▶ STUDY TEXT
※ ※ ※
Implementation of the Neighbor-Joining (NJ) Algorithm For Phylogenetic Tree Construction

Introduction

Understanding evolutionary relationships is fundamental to biology, providing valuable insights across various disciplines, including comparative genomics, molecular evolution, developmental biology, adaptation, speciation, community assembly, and ecosystem functioning.

Phylogenetic analysis is the study of evolutionary relationships using computational methods, typically based on the comparison of DNA or protein sequences from different species. A key aspect of this analysis is the construction of a phylogenetic tree, a hierarchical structure that represents the evolutionary relationships between a set of taxa, which may include species or genes. Since phylogenetic trees can contain elements beyond just species, the entities at the tree’s leaves are generally referred to as taxa. Phylogenetic analysis is also one of the most computationally intensive areas of modern biology due to the complexity of sequence comparisons and tree reconstruction algorithms.
※ ※ ※
▶ RECORDS SUPPLIED
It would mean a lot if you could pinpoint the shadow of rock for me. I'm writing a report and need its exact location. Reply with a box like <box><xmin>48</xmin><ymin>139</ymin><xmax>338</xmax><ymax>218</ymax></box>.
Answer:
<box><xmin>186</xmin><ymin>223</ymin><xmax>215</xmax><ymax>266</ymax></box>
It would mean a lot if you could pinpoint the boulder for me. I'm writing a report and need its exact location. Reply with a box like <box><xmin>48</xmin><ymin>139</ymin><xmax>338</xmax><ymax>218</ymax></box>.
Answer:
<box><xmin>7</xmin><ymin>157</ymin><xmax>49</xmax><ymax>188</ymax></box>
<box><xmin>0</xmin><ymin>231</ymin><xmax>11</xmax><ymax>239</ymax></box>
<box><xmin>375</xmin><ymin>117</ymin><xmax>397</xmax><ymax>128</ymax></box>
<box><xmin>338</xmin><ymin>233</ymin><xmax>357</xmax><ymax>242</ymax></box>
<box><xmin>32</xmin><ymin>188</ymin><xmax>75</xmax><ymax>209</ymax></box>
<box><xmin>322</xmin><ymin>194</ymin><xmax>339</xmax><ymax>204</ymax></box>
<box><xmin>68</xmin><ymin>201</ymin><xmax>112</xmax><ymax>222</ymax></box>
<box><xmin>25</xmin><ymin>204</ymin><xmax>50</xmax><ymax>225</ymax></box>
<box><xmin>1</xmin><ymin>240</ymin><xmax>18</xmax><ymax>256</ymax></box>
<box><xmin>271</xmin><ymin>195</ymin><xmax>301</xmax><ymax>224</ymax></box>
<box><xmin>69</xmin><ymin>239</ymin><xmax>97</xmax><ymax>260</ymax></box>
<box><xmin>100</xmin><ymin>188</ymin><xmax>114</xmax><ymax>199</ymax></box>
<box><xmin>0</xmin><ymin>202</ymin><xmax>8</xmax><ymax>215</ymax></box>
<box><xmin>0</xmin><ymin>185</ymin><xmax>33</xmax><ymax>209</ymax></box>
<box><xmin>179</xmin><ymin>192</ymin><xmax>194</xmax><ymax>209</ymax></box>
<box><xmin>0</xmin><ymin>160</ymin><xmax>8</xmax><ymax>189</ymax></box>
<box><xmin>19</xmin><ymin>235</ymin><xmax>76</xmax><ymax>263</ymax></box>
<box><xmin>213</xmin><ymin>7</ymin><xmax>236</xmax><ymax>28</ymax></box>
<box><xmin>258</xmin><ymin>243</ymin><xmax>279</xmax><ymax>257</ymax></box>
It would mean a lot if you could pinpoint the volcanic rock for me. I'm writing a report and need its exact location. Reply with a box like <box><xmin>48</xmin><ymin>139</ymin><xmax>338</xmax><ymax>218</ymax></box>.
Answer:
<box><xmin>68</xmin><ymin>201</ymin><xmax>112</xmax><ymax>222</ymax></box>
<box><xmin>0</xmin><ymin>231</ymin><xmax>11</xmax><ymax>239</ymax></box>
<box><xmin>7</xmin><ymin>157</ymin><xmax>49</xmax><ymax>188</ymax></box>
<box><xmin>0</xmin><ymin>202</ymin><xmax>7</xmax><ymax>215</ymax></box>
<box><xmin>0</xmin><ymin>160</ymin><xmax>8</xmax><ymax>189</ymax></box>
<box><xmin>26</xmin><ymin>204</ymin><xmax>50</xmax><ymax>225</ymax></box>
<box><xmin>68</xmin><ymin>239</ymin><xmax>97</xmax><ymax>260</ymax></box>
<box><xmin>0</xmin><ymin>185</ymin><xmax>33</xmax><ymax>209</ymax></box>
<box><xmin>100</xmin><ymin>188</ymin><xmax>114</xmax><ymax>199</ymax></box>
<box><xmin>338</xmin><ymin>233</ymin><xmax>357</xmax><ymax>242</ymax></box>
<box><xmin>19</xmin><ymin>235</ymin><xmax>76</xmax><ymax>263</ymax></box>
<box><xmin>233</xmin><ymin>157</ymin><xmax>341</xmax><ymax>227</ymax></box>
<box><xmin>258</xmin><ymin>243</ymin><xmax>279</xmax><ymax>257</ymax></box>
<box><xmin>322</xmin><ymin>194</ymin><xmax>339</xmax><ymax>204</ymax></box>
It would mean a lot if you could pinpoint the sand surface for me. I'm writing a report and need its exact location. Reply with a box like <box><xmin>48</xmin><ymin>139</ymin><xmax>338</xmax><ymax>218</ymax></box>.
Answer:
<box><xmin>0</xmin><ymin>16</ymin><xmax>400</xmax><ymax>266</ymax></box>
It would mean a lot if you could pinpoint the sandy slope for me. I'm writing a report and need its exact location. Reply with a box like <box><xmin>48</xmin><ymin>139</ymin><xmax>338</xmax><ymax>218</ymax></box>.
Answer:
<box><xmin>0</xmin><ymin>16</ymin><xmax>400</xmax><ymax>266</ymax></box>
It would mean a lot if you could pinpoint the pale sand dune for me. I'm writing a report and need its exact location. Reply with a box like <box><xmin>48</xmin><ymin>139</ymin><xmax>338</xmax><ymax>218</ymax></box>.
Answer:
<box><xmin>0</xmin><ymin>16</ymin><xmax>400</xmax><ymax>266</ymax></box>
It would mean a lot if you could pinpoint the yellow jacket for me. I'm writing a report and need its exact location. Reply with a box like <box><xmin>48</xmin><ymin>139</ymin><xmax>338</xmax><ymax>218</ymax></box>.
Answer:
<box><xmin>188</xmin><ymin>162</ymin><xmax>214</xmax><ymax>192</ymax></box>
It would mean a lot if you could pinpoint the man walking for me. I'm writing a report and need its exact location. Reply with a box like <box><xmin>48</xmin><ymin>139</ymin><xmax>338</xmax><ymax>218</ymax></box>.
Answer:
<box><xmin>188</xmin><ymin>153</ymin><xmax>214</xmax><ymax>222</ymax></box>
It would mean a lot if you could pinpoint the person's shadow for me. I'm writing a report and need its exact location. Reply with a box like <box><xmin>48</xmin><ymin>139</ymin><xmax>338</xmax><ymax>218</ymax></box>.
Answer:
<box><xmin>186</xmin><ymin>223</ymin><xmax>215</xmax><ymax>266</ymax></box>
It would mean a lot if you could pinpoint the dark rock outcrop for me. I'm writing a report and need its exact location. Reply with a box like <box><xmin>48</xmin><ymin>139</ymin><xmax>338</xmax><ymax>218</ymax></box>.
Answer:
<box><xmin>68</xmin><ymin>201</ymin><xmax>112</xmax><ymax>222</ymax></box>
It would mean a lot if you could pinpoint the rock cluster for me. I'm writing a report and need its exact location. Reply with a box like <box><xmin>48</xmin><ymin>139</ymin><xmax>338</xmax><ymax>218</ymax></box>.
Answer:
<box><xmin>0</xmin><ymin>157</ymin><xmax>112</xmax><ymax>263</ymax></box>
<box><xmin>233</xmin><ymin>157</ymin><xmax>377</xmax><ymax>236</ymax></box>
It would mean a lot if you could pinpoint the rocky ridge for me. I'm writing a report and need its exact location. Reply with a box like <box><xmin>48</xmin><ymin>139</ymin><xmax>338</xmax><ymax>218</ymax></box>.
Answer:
※ ※ ※
▶ PROBLEM REQUIREMENTS
Copy the phylogenetics text from "Understanding evolutionary relationships" up to and including "and ecosystem functioning.", swapping "fundamental" for "central". Work only from the phylogenetics text above.

▶ RESPONSE BELOW
Understanding evolutionary relationships is central to biology, providing valuable insights across various disciplines, including comparative genomics, molecular evolution, developmental biology, adaptation, speciation, community assembly, and ecosystem functioning.